# TASK DIRECTIONS:
Put every line of the data below into a JSON list of strings, one string per line, omitting any blank lines.

+ + + + +

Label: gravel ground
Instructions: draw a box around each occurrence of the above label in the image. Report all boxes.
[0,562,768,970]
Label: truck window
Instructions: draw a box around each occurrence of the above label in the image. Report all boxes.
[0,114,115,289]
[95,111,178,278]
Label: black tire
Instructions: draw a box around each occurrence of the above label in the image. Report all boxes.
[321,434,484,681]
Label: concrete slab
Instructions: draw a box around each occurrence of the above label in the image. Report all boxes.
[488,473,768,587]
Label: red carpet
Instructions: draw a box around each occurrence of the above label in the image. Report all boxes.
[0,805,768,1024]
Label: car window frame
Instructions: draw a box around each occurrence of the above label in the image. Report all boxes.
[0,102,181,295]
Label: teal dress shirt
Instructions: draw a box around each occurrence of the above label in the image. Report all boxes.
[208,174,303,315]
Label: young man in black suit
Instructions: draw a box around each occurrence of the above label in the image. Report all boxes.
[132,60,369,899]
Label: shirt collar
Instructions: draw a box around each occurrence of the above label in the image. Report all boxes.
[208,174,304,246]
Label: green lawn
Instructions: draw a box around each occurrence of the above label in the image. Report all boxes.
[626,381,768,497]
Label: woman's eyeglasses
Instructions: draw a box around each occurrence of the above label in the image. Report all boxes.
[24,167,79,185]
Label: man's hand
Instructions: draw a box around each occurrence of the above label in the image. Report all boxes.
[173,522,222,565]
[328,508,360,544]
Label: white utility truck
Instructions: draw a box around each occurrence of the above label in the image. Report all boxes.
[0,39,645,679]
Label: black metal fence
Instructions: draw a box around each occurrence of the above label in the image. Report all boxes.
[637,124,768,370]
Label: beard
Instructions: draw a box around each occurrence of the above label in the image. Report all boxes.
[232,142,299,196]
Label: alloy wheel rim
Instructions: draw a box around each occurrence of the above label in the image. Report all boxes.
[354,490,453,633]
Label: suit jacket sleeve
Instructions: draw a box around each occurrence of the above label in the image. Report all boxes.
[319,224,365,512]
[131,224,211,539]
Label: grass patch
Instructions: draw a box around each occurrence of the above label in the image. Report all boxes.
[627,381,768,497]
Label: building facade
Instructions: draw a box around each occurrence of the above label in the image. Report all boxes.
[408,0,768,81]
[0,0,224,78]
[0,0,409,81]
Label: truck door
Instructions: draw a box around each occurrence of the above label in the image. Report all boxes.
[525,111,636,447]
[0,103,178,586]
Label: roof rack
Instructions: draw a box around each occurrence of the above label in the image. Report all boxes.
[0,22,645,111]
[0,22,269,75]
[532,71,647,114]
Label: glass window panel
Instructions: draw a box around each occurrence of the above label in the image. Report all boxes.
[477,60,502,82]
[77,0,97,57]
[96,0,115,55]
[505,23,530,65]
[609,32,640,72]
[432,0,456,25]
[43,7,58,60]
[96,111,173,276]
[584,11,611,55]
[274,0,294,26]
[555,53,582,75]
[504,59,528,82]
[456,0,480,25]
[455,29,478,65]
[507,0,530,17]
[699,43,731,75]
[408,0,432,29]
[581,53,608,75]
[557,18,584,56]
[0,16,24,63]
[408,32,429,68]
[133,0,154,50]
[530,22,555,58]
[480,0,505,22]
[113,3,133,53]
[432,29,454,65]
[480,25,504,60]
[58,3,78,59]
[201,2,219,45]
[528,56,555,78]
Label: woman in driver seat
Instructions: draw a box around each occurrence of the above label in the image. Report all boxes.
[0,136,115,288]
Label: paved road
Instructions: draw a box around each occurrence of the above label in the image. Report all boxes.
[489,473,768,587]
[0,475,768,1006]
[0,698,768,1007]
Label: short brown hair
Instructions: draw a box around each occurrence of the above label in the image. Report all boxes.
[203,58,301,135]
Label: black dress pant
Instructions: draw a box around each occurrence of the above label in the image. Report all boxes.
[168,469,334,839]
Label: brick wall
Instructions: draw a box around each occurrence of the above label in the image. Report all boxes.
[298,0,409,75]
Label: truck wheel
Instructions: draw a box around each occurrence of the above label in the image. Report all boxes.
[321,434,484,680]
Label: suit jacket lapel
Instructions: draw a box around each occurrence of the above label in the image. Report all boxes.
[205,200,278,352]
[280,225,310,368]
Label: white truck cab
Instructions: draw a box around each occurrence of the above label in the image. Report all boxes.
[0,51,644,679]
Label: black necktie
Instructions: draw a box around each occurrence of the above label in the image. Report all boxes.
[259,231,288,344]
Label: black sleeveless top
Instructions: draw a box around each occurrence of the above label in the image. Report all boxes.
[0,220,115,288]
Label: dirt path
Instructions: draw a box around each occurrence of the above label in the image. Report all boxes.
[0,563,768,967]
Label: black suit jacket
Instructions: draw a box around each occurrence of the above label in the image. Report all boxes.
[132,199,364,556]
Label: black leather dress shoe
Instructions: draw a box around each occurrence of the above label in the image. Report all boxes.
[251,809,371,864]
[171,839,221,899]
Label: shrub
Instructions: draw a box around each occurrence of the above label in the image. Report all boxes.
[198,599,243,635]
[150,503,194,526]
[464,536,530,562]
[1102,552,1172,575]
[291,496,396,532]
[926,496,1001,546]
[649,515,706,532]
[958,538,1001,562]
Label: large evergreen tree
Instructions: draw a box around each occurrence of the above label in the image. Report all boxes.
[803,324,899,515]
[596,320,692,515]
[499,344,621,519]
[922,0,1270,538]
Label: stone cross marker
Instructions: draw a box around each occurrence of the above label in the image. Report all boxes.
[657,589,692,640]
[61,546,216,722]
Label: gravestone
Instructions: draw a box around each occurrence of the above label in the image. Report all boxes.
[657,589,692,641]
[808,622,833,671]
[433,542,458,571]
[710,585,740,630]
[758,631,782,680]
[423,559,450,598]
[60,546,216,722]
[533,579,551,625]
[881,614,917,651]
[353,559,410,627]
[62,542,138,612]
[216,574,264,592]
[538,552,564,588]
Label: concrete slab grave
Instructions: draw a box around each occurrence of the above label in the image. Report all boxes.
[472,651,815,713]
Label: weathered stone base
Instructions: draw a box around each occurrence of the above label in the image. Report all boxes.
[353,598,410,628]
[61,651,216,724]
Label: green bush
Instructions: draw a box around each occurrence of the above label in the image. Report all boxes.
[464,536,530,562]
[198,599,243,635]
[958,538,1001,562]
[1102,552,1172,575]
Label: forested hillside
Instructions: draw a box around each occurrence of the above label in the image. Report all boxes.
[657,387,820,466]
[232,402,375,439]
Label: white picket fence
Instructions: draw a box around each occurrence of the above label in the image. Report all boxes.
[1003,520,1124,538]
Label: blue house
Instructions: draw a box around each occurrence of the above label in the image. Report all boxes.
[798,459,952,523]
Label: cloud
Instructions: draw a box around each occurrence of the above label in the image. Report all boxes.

+ + + + +

# THE SOLUTION:
[
  "Label: gravel ground",
  "Instructions: draw a box around each occurrence of the above label in the image. Report all boxes.",
  "[0,562,768,970]",
  "Label: truck window",
  "Instructions: draw a box around each occurrence of the above label in the image. Report all boxes.",
  "[0,114,115,289]",
  "[95,111,178,278]",
  "Label: black tire",
  "Instructions: draw a box around each occurrence of the above label in the image. Report all boxes.",
  "[321,434,484,681]",
  "Label: concrete slab",
  "Instructions: draw a box around each occurrence of the above label in the image. Report all boxes.",
  "[488,473,768,587]",
  "Label: red carpet",
  "Instructions: draw a box around each occurrence of the above label in the image. Report all boxes.",
  "[0,805,768,1024]",
  "Label: car window frame",
  "Instructions: draw a box around each occurrence of the above label in the image. Report all boxes.",
  "[0,102,181,295]",
  "Label: teal dress shirt",
  "Instructions: draw a box around each occurrence of the above label in the image. Report all boxes.",
  "[208,174,303,315]",
  "Label: young man in black suit",
  "Instructions: draw a box around each occurrence of the above label in the image. Report all boxes.",
  "[132,60,369,899]",
  "Label: shirt collar",
  "Instructions: draw a box around each occurrence of the above label in the image. Report all boxes.",
  "[208,174,304,246]",
  "Label: green lawn",
  "Instructions: draw a box around each occurrence of the above label in the image. Report all boxes.",
  "[626,381,768,497]",
  "Label: woman's eyeglasses",
  "Instructions: draw a box around each occurrence of the above label in the image. Report all boxes.",
  "[24,167,79,185]",
  "Label: man's hand",
  "Instructions: draw a box around each occurrence of the above label in the image. Report all boxes.",
  "[173,522,222,565]",
  "[328,508,360,544]",
  "Label: white utility truck",
  "Instructions: draw a box around each occurrence of the above label in the image. Report all boxes.",
  "[0,39,645,679]",
  "Label: black metal fence",
  "Instructions: draw a box around each occurrence of the above label in the image. Report all boxes.",
  "[637,124,768,370]",
  "Label: beard",
  "Instructions: draw a box around each occurrence of the above label in the image. Report all boxes.",
  "[232,142,299,196]",
  "Label: alloy wheel rim",
  "Instructions: draw a box around each occurrence of the above label in the image. Report all boxes.",
  "[354,490,453,633]",
  "Label: suit jacket sleeve",
  "Instructions: draw a box around each occurrence of the above label in the image. Report all boxes.",
  "[319,224,365,512]",
  "[131,224,211,539]",
  "Label: grass patch",
  "Instructions: draw a box around each occurrence of the above label in the image. Report all boxes.",
  "[627,381,768,497]",
  "Label: building facade",
  "Instructions: draw a box around each occurrence of the above label in the image. Report all boxes.",
  "[408,0,768,81]",
  "[0,0,224,78]",
  "[0,0,409,81]",
  "Label: truck door",
  "Instructions: draw a box around each occurrence of the above label in the image. Report all boxes.",
  "[525,111,636,447]",
  "[0,103,178,586]",
  "Label: roof rack",
  "Instructions: draw a box around each occurrence of the above label in the image. Report all boxes.",
  "[0,22,645,111]",
  "[0,22,269,75]",
  "[532,71,647,114]",
  "Label: glass window panel",
  "Instructions: draw a box around each occurrence of the above label in the image. Report all boxes.",
  "[477,60,502,82]",
  "[77,0,97,57]",
  "[96,0,115,55]",
  "[505,23,530,65]",
  "[609,32,640,72]",
  "[432,0,456,25]",
  "[43,7,58,60]",
  "[96,111,173,276]",
  "[584,11,611,55]",
  "[274,0,294,26]",
  "[555,53,582,75]",
  "[504,59,528,82]",
  "[456,0,480,25]",
  "[455,29,478,65]",
  "[507,0,530,17]",
  "[699,43,731,75]",
  "[408,0,432,29]",
  "[581,53,608,75]",
  "[557,18,584,56]",
  "[0,16,24,63]",
  "[408,32,429,68]",
  "[133,0,154,50]",
  "[530,22,555,58]",
  "[480,0,505,22]",
  "[113,3,133,53]",
  "[432,29,454,65]",
  "[480,25,504,60]",
  "[58,3,78,59]",
  "[201,2,219,45]",
  "[528,56,555,78]",
  "Label: woman in driver seat",
  "Instructions: draw a box around each occurrence of the above label in the image. Report all boxes.",
  "[0,136,115,288]",
  "Label: paved road",
  "Instructions: draw a box around each occurrence of the above label in the image. Report all boxes.",
  "[489,473,768,587]",
  "[0,475,768,1006]",
  "[0,698,768,1007]",
  "Label: short brown hair",
  "Instructions: draw a box around each occurrence of the above label in the image. Report all boxes.",
  "[203,58,301,135]",
  "Label: black dress pant",
  "Instructions: draw a box around each occurrence of the above label in the image. Report all boxes.",
  "[168,469,334,839]",
  "Label: brick wall",
  "Instructions: draw a box around each occurrence of the above label in the image. Report all boxes.",
  "[298,0,409,75]",
  "Label: truck wheel",
  "Instructions: draw a box around each occurrence of the above label in the image. Report all boxes.",
  "[321,434,484,680]",
  "Label: suit jacket lapel",
  "Instructions: draw a box around each occurrence of the above label in the image. Report all boxes.",
  "[205,200,278,352]",
  "[280,225,310,368]",
  "Label: white truck cab",
  "Instructions: draw a box around each occurrence of the above label in the image. Report all boxes.",
  "[0,51,644,679]",
  "Label: black necktie",
  "Instructions: draw a box around each occurrence of the above label in the image. Report all boxes.",
  "[259,231,288,344]",
  "Label: black sleeveless top",
  "Instructions: draw a box around each occurrence of the above label in the image. Report all boxes.",
  "[0,220,115,288]",
  "Label: dirt path",
  "Instructions: draw a box around each occurrence of the above label in the image. Report all boxes.",
  "[0,563,768,967]",
  "Label: black suit jacket",
  "Instructions: draw a box around each occurrence of the above label in the image. Report all boxes.",
  "[132,199,364,556]",
  "Label: black leather dress shoe",
  "Instructions: draw a box around each occurrence of the above label in the image. Report all boxes.",
  "[251,809,371,864]",
  "[171,839,221,899]",
  "Label: shrub",
  "Instructions: draw a box around each occurrence of the above label in the image. Report all boxes.",
  "[198,599,243,635]",
  "[150,503,194,526]",
  "[464,536,530,562]",
  "[1102,552,1172,575]",
  "[291,496,396,532]",
  "[926,496,1001,546]",
  "[649,515,706,532]",
  "[958,538,1001,562]",
  "Label: large evergreen tree",
  "Instructions: draw a box around each occurrence of the above label in the image. Report all boxes.",
  "[803,324,899,515]",
  "[596,320,692,515]",
  "[499,344,621,519]",
  "[922,0,1270,538]",
  "Label: stone cross marker",
  "Instructions: draw a box around each occurrence of the above label in the image. Report all boxes.",
  "[657,589,692,640]",
  "[61,546,216,722]",
  "Label: gravestone",
  "Instructions: draw a box around each occurrence of the above label in the image. Report all boxes.",
  "[657,589,692,641]",
  "[808,622,833,671]",
  "[433,542,458,571]",
  "[710,585,740,630]",
  "[758,631,782,680]",
  "[423,559,450,598]",
  "[60,546,216,722]",
  "[533,579,551,625]",
  "[881,614,917,651]",
  "[353,559,410,627]",
  "[62,542,138,612]",
  "[216,574,264,592]",
  "[538,552,564,588]",
  "Label: concrete slab grave",
  "Instructions: draw a box around each occurrence of the above label in the image. Report all boxes.",
  "[472,651,815,713]",
  "Label: weathered stone base",
  "Instructions: draw a box around each occurrence of the above label in the image. Report all boxes.",
  "[353,598,410,628]",
  "[61,651,216,724]",
  "Label: green bush",
  "Instructions: draw a box around each occurrence of the above label in the image. Report all boxes.",
  "[464,536,530,562]",
  "[198,599,243,635]",
  "[958,538,1001,562]",
  "[1102,552,1172,575]",
  "Label: forested hillside",
  "Instructions: draw a box around each occurrence of the above label in the image. Report all boxes.",
  "[657,387,820,466]",
  "[232,402,375,439]",
  "Label: white picket fence",
  "Instructions: draw a box around each occurrence of the above label in the image. Report all boxes.",
  "[1003,520,1124,538]",
  "Label: blue house",
  "Instructions: draw a box around each occurrence of the above label in the image. Report all boxes.",
  "[798,459,952,523]",
  "Label: cloud",
  "Instructions: draw a box around each occurrence of the above label in the image. Report all boxes."
]